> Goal:
Edit the lines below, starting at the line that contains "I would appreciate it if you could identify the woman's hand" and continuing through the end of the data, so that "white wall" becomes "painted wall" with everything else left unchanged.

Collected data:

━━━━━━━━━━

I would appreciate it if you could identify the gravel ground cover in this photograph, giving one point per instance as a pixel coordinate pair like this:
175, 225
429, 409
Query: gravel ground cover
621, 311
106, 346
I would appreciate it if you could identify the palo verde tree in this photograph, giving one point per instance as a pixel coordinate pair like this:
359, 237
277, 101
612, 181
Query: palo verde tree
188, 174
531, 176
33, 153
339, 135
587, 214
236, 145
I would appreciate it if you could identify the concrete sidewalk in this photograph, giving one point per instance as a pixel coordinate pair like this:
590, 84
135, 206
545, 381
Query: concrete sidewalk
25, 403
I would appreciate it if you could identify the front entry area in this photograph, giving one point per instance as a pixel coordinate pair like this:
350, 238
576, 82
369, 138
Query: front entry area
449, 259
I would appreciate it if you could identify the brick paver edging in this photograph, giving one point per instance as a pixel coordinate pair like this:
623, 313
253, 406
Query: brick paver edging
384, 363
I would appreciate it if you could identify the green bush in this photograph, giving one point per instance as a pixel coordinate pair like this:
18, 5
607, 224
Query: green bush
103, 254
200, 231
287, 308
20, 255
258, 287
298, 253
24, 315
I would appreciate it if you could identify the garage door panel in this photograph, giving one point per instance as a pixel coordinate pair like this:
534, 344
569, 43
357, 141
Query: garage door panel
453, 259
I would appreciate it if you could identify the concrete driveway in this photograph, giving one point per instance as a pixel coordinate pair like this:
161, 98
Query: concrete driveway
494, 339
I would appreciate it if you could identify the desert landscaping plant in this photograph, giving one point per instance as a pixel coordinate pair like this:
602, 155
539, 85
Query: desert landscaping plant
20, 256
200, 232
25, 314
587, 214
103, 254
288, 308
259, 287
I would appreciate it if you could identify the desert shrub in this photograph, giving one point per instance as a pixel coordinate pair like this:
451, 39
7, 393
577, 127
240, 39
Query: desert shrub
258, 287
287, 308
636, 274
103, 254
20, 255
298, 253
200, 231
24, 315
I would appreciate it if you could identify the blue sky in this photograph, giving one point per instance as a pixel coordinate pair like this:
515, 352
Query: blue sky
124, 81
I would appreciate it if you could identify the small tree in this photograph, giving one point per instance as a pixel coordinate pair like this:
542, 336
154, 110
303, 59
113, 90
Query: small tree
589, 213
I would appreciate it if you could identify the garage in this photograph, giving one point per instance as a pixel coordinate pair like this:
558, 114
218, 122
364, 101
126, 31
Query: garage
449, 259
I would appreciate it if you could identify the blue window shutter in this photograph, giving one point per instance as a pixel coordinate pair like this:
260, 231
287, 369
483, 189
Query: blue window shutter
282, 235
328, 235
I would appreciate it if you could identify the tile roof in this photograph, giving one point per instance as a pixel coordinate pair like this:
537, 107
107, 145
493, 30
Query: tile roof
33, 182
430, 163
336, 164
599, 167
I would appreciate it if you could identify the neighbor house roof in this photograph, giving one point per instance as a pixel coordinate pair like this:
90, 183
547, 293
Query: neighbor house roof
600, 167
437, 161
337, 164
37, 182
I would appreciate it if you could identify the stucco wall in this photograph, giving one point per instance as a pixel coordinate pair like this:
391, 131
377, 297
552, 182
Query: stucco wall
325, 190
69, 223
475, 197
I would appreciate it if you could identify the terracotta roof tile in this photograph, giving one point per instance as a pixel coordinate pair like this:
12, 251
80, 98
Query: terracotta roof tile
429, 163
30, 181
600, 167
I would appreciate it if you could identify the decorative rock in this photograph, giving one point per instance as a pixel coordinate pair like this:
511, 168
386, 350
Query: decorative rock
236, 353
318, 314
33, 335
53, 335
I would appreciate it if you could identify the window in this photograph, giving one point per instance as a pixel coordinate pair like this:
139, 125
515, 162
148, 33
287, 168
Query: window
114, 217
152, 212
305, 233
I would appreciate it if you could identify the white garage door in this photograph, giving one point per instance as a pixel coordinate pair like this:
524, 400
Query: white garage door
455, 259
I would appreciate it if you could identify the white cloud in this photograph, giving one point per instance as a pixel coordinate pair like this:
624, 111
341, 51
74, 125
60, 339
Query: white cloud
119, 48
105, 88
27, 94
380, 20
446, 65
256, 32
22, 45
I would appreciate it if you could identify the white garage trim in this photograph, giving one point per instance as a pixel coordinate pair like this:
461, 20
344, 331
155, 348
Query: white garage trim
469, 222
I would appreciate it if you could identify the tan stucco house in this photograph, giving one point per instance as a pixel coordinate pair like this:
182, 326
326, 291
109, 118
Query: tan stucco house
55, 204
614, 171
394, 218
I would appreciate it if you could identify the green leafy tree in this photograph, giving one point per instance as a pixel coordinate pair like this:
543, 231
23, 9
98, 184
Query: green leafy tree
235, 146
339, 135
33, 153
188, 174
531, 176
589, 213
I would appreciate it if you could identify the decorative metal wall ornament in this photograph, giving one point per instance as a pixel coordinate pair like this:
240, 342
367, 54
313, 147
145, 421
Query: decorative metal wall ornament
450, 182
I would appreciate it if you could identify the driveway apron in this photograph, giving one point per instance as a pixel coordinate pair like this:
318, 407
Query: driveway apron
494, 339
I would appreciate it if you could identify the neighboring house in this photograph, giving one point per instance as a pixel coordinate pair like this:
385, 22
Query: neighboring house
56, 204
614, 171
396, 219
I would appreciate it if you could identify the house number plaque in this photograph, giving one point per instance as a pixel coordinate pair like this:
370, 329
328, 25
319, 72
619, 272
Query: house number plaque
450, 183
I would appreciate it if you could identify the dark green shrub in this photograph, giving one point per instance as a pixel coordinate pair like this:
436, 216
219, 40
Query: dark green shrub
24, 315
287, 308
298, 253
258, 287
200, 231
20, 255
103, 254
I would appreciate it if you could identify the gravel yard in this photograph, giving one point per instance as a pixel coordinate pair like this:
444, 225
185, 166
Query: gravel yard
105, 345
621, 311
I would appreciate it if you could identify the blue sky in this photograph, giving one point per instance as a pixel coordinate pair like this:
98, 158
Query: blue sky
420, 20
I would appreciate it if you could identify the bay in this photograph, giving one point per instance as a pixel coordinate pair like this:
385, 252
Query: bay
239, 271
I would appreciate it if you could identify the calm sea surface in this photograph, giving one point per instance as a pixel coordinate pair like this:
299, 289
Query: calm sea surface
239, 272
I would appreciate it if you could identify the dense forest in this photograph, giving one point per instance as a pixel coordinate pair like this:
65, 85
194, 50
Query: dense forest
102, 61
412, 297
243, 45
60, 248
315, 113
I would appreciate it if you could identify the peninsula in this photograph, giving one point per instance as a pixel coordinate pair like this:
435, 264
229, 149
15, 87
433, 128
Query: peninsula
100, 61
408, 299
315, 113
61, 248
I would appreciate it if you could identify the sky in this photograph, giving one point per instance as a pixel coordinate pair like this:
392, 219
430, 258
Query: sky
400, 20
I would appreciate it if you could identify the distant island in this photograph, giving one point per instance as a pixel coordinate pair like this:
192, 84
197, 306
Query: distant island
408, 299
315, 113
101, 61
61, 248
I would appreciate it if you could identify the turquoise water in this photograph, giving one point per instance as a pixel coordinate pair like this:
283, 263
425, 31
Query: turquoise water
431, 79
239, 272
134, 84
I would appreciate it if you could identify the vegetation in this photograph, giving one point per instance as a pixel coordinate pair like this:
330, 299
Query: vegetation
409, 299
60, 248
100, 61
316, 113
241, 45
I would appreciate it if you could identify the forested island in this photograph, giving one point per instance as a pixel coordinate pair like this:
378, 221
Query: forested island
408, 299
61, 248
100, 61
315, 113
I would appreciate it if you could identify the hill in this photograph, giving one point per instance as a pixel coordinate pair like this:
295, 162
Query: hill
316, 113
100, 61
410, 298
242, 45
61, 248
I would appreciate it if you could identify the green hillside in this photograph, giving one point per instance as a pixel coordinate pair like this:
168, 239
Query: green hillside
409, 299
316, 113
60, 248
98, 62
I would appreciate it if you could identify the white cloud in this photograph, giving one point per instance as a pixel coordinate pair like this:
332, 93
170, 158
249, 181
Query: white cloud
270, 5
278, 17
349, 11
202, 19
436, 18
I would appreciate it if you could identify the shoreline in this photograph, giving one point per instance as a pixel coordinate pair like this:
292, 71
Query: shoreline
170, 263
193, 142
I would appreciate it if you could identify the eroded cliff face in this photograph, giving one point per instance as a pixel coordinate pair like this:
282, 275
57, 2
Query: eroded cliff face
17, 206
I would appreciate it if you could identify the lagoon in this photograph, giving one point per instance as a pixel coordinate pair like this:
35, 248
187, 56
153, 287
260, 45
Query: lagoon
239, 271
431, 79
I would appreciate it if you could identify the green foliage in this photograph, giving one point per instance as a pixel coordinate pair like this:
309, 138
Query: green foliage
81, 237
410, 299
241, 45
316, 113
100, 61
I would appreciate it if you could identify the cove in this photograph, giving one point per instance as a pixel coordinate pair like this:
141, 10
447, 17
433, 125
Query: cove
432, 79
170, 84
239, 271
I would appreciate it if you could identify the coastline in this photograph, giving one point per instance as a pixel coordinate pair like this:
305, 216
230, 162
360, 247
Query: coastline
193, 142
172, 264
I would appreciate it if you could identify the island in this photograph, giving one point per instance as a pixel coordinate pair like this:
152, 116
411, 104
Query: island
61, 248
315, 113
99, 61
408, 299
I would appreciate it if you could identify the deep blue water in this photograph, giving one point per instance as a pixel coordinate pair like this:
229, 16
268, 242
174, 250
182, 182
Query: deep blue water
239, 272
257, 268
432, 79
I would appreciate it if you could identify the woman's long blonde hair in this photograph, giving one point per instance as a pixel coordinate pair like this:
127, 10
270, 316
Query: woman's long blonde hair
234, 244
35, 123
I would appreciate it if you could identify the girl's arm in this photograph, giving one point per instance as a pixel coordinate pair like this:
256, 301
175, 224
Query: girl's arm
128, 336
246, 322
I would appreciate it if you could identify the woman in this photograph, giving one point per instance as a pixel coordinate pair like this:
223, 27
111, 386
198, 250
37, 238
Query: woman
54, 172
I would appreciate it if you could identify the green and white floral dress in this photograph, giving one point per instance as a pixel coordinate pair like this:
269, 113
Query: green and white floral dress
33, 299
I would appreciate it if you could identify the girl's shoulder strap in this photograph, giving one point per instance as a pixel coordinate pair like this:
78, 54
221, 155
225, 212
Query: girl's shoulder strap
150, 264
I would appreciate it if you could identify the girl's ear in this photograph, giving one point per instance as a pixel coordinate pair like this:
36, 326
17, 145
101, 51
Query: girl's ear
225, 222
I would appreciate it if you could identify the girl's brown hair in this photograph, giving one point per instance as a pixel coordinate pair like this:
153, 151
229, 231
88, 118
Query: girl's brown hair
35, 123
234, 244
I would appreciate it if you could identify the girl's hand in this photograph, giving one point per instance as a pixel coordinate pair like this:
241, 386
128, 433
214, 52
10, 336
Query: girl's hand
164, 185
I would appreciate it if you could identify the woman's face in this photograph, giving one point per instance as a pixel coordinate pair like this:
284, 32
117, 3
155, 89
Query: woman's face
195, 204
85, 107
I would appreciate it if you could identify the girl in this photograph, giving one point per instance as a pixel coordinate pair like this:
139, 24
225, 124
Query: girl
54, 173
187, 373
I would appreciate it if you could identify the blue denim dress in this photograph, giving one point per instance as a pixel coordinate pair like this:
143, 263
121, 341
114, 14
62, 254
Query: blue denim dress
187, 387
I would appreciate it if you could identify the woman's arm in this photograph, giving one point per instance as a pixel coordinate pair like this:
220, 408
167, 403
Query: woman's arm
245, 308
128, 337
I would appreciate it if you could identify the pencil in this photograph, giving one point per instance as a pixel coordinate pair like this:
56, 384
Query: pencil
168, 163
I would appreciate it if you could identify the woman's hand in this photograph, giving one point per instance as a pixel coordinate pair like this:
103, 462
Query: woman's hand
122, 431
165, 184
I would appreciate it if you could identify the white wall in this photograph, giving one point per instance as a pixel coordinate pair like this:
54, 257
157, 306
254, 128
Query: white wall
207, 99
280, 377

━━━━━━━━━━

> Exercise answer:
I would appreciate it if you could identify the woman's hand in this photograph, giving one point per instance as a pixel coordinate pair like this:
103, 462
Query: woman's hand
122, 431
165, 184
I would appreciate it if you could identify the painted wall in this photograph, giving one point per instance as a pixel coordinate pair like this:
54, 257
157, 306
254, 128
Query: painted wall
207, 99
280, 377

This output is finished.